═══ Source data
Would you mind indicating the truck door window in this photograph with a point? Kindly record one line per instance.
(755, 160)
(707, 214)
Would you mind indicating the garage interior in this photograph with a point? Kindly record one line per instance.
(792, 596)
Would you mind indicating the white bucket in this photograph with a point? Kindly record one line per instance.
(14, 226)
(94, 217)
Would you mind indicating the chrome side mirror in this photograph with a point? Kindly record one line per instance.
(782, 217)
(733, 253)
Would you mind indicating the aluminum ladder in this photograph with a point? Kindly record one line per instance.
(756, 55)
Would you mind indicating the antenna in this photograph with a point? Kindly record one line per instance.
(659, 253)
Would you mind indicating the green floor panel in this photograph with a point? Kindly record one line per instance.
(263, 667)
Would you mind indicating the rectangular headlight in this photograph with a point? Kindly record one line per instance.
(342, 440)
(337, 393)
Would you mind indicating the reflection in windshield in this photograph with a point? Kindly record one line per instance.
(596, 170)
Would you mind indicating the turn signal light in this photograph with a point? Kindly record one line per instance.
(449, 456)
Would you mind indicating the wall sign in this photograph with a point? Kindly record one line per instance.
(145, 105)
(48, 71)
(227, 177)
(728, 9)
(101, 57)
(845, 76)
══════
__To do__. All lines from the line containing "Would you mind indicating the wall" through the last line of the data are to be repeated exactly; no other line belongs in the answer.

__Solution to the exercise__.
Would you mind indicating the wall sign in this photograph with a point? Kindly record one line per instance.
(145, 105)
(48, 71)
(227, 177)
(728, 9)
(101, 57)
(845, 76)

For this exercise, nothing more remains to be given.